--- Work to be completed ---
The response should consist of every record, reproduced exactly.

--- Supplied material ---

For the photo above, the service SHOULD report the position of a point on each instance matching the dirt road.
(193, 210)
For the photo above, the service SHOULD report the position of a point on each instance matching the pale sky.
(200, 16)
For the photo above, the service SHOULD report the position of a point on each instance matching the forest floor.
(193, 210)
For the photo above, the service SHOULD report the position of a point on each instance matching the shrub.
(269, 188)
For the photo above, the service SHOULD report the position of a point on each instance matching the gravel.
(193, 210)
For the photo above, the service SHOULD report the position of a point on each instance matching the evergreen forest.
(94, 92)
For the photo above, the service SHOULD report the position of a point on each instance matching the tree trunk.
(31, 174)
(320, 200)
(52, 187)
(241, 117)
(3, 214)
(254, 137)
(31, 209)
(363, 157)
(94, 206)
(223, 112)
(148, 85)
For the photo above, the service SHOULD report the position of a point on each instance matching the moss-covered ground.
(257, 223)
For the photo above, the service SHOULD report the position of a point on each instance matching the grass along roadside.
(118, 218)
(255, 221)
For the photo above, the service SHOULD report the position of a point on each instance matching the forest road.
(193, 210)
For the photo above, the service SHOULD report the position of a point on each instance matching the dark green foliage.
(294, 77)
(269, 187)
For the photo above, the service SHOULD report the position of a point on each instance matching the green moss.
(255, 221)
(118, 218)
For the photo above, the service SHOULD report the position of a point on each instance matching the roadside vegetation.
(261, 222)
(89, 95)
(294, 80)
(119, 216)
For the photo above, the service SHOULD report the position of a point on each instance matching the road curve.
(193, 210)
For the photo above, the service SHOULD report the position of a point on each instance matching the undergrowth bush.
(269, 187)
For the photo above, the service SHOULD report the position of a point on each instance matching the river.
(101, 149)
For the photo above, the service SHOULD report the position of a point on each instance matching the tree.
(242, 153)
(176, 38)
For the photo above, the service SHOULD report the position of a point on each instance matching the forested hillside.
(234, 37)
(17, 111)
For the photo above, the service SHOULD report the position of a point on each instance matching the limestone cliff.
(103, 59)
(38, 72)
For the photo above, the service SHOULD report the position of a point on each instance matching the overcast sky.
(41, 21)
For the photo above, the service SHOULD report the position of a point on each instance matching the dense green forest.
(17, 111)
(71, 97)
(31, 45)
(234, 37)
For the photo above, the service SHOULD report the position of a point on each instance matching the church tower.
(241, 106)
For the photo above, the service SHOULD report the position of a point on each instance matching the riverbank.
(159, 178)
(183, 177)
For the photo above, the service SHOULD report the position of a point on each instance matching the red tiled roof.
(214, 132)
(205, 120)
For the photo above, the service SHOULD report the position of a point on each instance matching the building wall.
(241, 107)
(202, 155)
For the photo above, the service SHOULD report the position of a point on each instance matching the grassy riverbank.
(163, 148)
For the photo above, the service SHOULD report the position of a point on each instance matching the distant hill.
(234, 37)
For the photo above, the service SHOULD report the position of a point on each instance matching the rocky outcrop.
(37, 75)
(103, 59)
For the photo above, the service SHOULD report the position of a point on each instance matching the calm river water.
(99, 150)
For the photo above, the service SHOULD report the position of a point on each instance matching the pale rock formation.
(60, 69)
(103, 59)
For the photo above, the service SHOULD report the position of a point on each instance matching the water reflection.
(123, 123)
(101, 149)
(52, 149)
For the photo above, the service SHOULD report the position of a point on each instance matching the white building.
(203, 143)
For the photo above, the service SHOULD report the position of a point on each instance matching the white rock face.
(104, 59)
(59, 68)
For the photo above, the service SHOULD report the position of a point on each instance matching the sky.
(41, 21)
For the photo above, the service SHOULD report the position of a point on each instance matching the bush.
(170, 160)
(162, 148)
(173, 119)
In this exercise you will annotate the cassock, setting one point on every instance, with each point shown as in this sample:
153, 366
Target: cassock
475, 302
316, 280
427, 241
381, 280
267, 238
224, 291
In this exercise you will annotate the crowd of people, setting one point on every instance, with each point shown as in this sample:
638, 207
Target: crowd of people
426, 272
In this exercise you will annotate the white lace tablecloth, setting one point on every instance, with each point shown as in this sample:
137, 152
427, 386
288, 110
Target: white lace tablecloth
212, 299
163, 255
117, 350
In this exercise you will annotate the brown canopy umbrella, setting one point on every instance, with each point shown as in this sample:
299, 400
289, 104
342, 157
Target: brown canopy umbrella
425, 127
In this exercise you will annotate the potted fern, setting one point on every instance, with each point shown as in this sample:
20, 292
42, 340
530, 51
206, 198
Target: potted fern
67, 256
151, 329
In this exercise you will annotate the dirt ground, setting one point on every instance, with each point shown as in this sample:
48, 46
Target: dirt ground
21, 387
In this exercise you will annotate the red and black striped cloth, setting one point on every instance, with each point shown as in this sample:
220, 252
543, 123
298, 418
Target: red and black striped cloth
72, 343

--- Response to this exercise ---
For the photo above, the service SHOULD report the position of a point on each instance matching the dirt road.
(193, 210)
For the photo above, the service SHOULD report the position of a point on each instance matching the pale sky.
(200, 16)
For the photo above, the service SHOULD report the position of a point on each instance matching the forest floor.
(193, 210)
For the photo above, the service SHOULD report the position of a point on each instance matching the shrub.
(269, 188)
For the photo above, the service SHOULD report the position of a point on each instance matching the gravel.
(193, 210)
For the photo above, the service SHOULD report the position of a point on each instance matching the evergreen forest.
(94, 92)
For the photo above, the service SHOULD report the position of a point on each instance matching the tree trunk.
(31, 174)
(320, 200)
(52, 187)
(241, 117)
(3, 214)
(254, 137)
(31, 209)
(363, 157)
(94, 206)
(223, 112)
(148, 85)
For the photo above, the service SHOULD report the position of a point on each instance matching the moss-covered ground.
(257, 223)
For the photo above, the service SHOULD report the position of a point on each instance matching the grass along roadside.
(118, 218)
(255, 221)
For the photo above, the service SHOULD report the position of a point on each instance matching the forest road.
(193, 210)
For the photo above, the service SHOULD report the position of a point on each instance matching the dark green foliage.
(294, 77)
(269, 187)
For the photo above, the service SHOULD report the position of a point on each instance matching the green moss.
(255, 221)
(118, 218)
For the photo above, the service SHOULD report the position of a point on each instance matching the roadside vegetation.
(261, 222)
(89, 95)
(294, 80)
(119, 216)
For the photo above, the service SHOULD report the position of a point on each instance matching the road curve.
(193, 210)
For the photo above, the service SHOULD report the position of a point on each instance matching the undergrowth bush.
(269, 187)
For the photo above, the service SHOULD report the position of a point on each instance matching the river.
(101, 149)
For the photo above, the service SHOULD report the position of a point on each instance matching the tree.
(242, 153)
(176, 38)
For the photo above, the service SHOULD report the position of a point on each instance matching the forested hillside.
(234, 37)
(17, 111)
For the photo above, the service SHOULD report the position of a point on each instance matching the limestone cliff.
(103, 59)
(38, 72)
For the photo above, the service SHOULD report the position of a point on each instance matching the overcast sky.
(41, 21)
For the photo above, the service SHOULD report the position of a point on each instance matching the dense green forest.
(17, 111)
(71, 97)
(31, 45)
(234, 37)
For the photo above, the service SHOULD report the position of a point on each instance matching the church tower.
(241, 106)
For the photo above, the service SHOULD report the position of a point on each instance matching the riverbank.
(159, 178)
(183, 177)
For the photo above, the service SHOULD report the position of a point on each instance matching the red tiled roof.
(214, 132)
(205, 120)
For the photo above, the service SHOULD report the position of a point on each instance matching the building wall.
(241, 107)
(202, 155)
For the photo above, the service SHOULD report the position of a point on each instance matching the grassy riverbank.
(163, 148)
For the photo above, the service SHOULD report the position of a point on each instance matching the distant hill.
(234, 37)
For the photo above, the service SHOULD report the position of a point on each instance matching the rocky outcrop.
(37, 75)
(103, 59)
For the photo above, the service SHOULD report the position of a point on each instance matching the calm river water.
(99, 150)
For the photo above, the service SHOULD report the position of a point on each instance matching the pale rock formation.
(60, 69)
(103, 59)
For the photo above, the service SHOULD report the position of a point on each instance matching the water reflection.
(123, 123)
(101, 149)
(52, 149)
For the photo above, the service SHOULD report the position of a point on each instance matching the white building.
(203, 143)
For the photo above, the service SHOULD report the position of a point on each instance matching the white rock face.
(104, 59)
(59, 68)
For the photo above, the service SHOULD report the position of a point on each instance matching the sky.
(41, 21)
For the photo above, the service SHOULD report the position of a point on each instance matching the bush.
(170, 160)
(162, 148)
(173, 119)
In this exercise you will annotate the cassock, setting one point on every instance, with each point shown as in this sample:
153, 366
Target: cassock
475, 302
316, 280
427, 241
381, 280
267, 238
224, 291
In this exercise you will annotate the crowd of people, setting one point on every instance, with each point shown as in this sample:
638, 207
Target: crowd of people
426, 272
In this exercise you will annotate the white lace tablecloth, setting one point on every instance, with each point shown as in this sample:
137, 152
427, 386
288, 110
Target: white lace tablecloth
212, 299
163, 255
117, 350
In this exercise you will annotate the brown canopy umbrella, setting one point on every instance, with each point shown as in this sample:
299, 400
289, 104
342, 157
Target: brown canopy umbrella
425, 127
In this exercise you will annotate the potted fern, setting one point on every instance, with each point shown as in this sample:
20, 292
42, 340
530, 51
206, 198
Target: potted fern
67, 256
151, 329
In this exercise you will annotate the dirt ground, setting one point on every instance, with each point shown as in this sample:
48, 46
Target: dirt ground
21, 387
In this exercise you will annotate the red and black striped cloth, setting one point on every instance, with each point shown as in this sample:
220, 252
543, 123
298, 418
Target: red and black striped cloth
72, 343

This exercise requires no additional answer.